◆ Source passage ◆
An influential legal scholar is warning the government not to repeat past mistakes by legislating to control rongoā Māori.
University of Auckland emeritus law professor Dr Jane Kelsey says the new Therapeutic Products Bill, which would see rongoā regulated by a government bureaucrat at the Ministry of Health, echoes the 1907 Tohunga Suppression Act – the act that outlawed the practice for half a century up until 1962.
“The bill itself says it’s aiming to ensure people who use therapeutic products, which are medicines and natural health remedies, have access to safe and quality care. But it’s very much framed around a western science model of ‘what are the ingredients?’ and ‘does the person have the right tertiary qualifications?’”
“[It] runs roughshod over rangatiratanga and the whole centuries/millennia of Māori being able to answer those questions in relation to rongoā,” Kelsey says.
Whether not rongoā has been included in the bill has been flip-flopped any number of times.
“It could just be of this general political cowardice we’re seeing now in relation to so many things Māori,” she says.
In or out?
“When the bill initially went out for discussion it did not include rongoā. Subsequently, there were proposals that rongoā be covered, then Te Aka Whai Ora and Te Puni Kōkiri both said it shouldn’t be in there, and that there should be a strong Treaty provision in there.”
Despite many questions being asked, a petition with 12,000 signatures to not have rongoā included in the bill, links made to the Wai262 Waitangi Tribunal case, and her own proposal to keep it out of the bill, “people need to keep the pressure on,” Kelsey says.
“I was asked by the chair of the select committee at the end of my five-minute submission to draft provisions that might achieve this but they’ve gone into a deep, dark hole again.
“We have no idea what’s happening inside government and [we’re] trying to clean up the mess they’ve made with this legislation. Hopefully, they’ll see sense because, otherwise, I have a very strong sense that it’ll end up back before the Waitangi Tribunal.”

◆ Record excerpts ◆
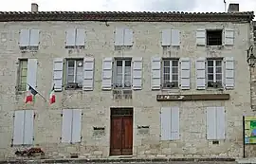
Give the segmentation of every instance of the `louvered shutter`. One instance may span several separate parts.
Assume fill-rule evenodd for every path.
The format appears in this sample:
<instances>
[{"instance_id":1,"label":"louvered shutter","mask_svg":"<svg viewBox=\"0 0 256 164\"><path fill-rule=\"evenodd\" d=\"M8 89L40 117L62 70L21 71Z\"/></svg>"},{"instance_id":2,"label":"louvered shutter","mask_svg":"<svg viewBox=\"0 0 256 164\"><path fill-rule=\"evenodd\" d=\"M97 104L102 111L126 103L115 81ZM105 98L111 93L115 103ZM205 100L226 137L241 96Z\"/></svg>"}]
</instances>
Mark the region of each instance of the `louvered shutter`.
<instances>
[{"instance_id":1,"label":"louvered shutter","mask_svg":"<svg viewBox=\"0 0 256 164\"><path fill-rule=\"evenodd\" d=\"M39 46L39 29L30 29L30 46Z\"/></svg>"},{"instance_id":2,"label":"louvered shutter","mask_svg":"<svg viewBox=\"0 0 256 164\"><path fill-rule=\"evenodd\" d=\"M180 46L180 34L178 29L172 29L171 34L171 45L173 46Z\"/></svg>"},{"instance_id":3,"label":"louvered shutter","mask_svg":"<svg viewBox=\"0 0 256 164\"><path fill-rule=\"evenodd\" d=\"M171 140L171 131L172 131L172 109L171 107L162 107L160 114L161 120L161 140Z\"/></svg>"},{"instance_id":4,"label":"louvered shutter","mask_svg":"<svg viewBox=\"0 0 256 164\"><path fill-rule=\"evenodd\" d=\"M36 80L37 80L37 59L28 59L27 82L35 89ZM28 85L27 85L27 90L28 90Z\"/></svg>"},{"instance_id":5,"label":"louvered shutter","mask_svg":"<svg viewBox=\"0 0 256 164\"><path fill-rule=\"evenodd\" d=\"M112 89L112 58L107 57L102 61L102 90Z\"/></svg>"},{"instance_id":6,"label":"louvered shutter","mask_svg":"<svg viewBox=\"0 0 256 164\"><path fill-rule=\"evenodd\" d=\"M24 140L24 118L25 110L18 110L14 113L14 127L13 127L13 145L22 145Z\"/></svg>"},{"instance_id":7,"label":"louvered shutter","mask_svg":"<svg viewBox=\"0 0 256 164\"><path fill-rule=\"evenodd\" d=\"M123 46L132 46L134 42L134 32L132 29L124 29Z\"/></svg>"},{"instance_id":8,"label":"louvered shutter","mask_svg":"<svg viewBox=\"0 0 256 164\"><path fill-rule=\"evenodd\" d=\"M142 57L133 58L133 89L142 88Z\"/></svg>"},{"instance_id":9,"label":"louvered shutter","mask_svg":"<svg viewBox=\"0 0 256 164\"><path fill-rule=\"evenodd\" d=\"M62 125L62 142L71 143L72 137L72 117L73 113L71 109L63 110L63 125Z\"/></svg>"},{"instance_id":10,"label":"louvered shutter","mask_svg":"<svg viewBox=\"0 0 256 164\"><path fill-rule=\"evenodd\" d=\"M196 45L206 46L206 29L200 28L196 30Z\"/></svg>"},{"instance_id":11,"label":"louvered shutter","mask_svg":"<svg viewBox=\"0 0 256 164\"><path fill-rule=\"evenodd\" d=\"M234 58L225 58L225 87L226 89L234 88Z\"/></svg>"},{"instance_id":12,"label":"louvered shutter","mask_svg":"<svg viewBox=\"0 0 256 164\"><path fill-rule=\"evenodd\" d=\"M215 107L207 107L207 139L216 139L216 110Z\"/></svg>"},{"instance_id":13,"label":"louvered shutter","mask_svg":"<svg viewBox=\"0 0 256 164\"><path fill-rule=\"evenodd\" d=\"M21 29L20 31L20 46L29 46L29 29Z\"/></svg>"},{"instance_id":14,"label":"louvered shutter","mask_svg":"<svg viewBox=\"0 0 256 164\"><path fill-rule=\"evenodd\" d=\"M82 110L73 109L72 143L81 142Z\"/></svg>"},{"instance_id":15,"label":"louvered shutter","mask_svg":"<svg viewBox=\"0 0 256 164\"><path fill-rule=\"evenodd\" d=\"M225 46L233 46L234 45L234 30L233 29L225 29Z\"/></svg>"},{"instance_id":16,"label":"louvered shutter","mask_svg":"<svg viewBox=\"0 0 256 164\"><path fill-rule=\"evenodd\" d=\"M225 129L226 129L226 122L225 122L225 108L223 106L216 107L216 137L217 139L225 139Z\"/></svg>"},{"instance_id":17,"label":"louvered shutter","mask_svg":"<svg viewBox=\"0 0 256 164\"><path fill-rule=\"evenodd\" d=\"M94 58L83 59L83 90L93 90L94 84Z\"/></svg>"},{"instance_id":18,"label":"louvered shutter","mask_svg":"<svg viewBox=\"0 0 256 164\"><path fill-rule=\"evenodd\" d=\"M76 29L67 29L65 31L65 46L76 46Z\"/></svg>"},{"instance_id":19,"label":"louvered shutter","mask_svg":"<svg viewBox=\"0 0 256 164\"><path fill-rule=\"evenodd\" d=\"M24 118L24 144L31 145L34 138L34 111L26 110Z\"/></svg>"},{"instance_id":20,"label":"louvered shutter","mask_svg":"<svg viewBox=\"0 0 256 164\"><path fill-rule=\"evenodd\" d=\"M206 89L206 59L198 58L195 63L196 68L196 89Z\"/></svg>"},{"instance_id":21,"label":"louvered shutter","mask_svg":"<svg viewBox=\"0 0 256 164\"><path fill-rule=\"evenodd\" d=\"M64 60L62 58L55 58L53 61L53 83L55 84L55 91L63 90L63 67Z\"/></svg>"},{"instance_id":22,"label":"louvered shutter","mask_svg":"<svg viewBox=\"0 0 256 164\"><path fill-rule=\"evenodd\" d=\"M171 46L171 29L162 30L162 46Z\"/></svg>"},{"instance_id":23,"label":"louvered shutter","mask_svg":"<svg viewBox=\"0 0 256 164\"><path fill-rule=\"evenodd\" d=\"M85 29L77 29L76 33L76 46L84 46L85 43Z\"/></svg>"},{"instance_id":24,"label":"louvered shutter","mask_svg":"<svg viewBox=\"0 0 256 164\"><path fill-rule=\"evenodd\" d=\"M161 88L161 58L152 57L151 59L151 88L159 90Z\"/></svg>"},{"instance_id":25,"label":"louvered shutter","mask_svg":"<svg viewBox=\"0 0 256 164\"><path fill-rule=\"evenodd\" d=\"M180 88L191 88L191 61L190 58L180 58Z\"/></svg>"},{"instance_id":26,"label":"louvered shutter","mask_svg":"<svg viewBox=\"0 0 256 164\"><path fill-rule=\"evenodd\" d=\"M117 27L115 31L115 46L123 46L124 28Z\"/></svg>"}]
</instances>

◆ About this exercise ◆
Please copy the rongoā article word for word, from "University of Auckland" to "number of times.". You won't need the lines for this.

◆ Answer box ◆
University of Auckland emeritus law professor Dr Jane Kelsey says the new Therapeutic Products Bill, which would see rongoā regulated by a government bureaucrat at the Ministry of Health, echoes the 1907 Tohunga Suppression Act – the act that outlawed the practice for half a century up until 1962.
“The bill itself says it’s aiming to ensure people who use therapeutic products, which are medicines and natural health remedies, have access to safe and quality care. But it’s very much framed around a western science model of ‘what are the ingredients?’ and ‘does the person have the right tertiary qualifications?’”
“[It] runs roughshod over rangatiratanga and the whole centuries/millennia of Māori being able to answer those questions in relation to rongoā,” Kelsey says.
Whether not rongoā has been included in the bill has been flip-flopped any number of times.